(A block of data)
— begin —

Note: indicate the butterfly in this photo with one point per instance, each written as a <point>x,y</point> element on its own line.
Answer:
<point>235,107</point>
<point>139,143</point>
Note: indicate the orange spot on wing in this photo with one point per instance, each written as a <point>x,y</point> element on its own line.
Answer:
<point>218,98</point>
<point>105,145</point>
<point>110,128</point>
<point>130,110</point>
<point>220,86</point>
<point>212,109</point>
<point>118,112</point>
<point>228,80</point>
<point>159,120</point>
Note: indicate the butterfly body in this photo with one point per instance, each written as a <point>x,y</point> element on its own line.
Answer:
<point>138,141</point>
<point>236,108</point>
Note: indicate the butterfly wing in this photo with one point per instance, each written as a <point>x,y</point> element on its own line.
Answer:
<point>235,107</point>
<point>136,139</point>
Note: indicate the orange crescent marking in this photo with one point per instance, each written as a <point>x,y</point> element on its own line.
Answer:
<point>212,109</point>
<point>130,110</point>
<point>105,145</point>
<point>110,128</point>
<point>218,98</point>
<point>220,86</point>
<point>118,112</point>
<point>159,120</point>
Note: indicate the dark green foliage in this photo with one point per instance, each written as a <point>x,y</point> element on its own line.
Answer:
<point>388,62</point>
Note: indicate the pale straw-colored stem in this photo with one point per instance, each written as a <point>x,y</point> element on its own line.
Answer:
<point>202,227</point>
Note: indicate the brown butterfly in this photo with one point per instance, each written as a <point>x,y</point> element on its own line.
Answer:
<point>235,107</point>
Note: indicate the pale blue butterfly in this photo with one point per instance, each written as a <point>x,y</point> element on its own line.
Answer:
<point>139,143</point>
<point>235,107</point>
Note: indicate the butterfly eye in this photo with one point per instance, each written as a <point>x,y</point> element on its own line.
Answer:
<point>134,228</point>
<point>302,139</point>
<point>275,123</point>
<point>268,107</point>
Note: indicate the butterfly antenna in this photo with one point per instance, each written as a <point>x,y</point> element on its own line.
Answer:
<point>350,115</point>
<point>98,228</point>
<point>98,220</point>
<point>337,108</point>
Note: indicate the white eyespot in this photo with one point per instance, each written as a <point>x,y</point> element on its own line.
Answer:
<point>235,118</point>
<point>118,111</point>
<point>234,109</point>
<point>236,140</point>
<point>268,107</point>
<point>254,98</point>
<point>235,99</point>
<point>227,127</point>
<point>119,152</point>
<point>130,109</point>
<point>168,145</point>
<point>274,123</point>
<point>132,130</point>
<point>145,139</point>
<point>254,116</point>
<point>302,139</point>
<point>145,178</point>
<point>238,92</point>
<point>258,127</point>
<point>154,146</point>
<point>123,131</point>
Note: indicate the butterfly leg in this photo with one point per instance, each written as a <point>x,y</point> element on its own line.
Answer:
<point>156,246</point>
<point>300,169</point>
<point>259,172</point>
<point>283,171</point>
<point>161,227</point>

— end —

_DIRECTIVE:_ Rewrite the listing above as a JSON list of strings, one string per line, leaving out blank lines.

_ANSWER IN FULL:_
[
  "Note: indicate the butterfly in this photo with one point per instance, each written as a <point>x,y</point> element on its own line.",
  "Answer:",
  "<point>235,107</point>",
  "<point>139,143</point>",
  "Note: indicate the orange spot on wing in this photo with one point per instance, each written as a <point>x,y</point> element on its own line.",
  "Answer:",
  "<point>218,98</point>",
  "<point>105,145</point>",
  "<point>110,128</point>",
  "<point>130,110</point>",
  "<point>220,86</point>",
  "<point>212,109</point>",
  "<point>118,112</point>",
  "<point>228,80</point>",
  "<point>159,120</point>",
  "Note: indicate the butterfly body in this photo with one point per instance, each written as a <point>x,y</point> element on its own line.",
  "Answer:",
  "<point>138,141</point>",
  "<point>236,108</point>",
  "Note: indicate the butterfly wing in this photo with one point per instance, each written as a <point>x,y</point> element on its own line.",
  "Answer:",
  "<point>235,107</point>",
  "<point>136,139</point>",
  "Note: indicate the orange crescent marking in this photo with one point per instance, each written as a <point>x,y</point> element on its own line.",
  "Answer:",
  "<point>212,109</point>",
  "<point>130,110</point>",
  "<point>105,145</point>",
  "<point>110,128</point>",
  "<point>218,98</point>",
  "<point>220,86</point>",
  "<point>118,112</point>",
  "<point>159,120</point>",
  "Note: indicate the dark green foliage in this photo with one point per instance, each written as a <point>x,y</point> element on its own line.",
  "Answer:",
  "<point>388,62</point>",
  "Note: indicate the pale straw-colored stem in this photo with one point per instance, each written as a <point>x,y</point> element on its own line.",
  "Answer:",
  "<point>202,227</point>",
  "Note: indicate the brown butterfly in this photo with one point per instance, each written as a <point>x,y</point> element on its own line.",
  "Answer:",
  "<point>235,107</point>",
  "Note: indicate the pale blue butterfly in this photo with one point per instance, each written as a <point>x,y</point> element on its own line.",
  "Answer:",
  "<point>139,143</point>",
  "<point>235,107</point>",
  "Note: indicate the butterfly eye in this photo with one point per instance, each written as a <point>x,y</point> element on its own line.",
  "Answer:",
  "<point>134,228</point>",
  "<point>302,139</point>",
  "<point>275,123</point>",
  "<point>268,107</point>",
  "Note: indicate the butterfly antenna in this photo with one point per instance, each written as a <point>x,y</point> element on its own line.",
  "Answer:",
  "<point>350,115</point>",
  "<point>98,228</point>",
  "<point>98,220</point>",
  "<point>337,108</point>",
  "Note: indicate the white eyespot in this photo with one point per instance, each written as a <point>x,y</point> element on its own line.",
  "Answer:",
  "<point>235,118</point>",
  "<point>118,111</point>",
  "<point>234,109</point>",
  "<point>236,140</point>",
  "<point>268,107</point>",
  "<point>254,98</point>",
  "<point>235,99</point>",
  "<point>227,127</point>",
  "<point>119,152</point>",
  "<point>130,109</point>",
  "<point>168,145</point>",
  "<point>274,123</point>",
  "<point>132,130</point>",
  "<point>145,139</point>",
  "<point>254,116</point>",
  "<point>302,139</point>",
  "<point>145,178</point>",
  "<point>238,92</point>",
  "<point>258,127</point>",
  "<point>154,146</point>",
  "<point>123,131</point>",
  "Note: indicate the butterfly leg in this photo with one point per instance, each written as a <point>x,y</point> element on its own line.",
  "Answer:",
  "<point>156,246</point>",
  "<point>300,169</point>",
  "<point>259,172</point>",
  "<point>283,171</point>",
  "<point>161,227</point>"
]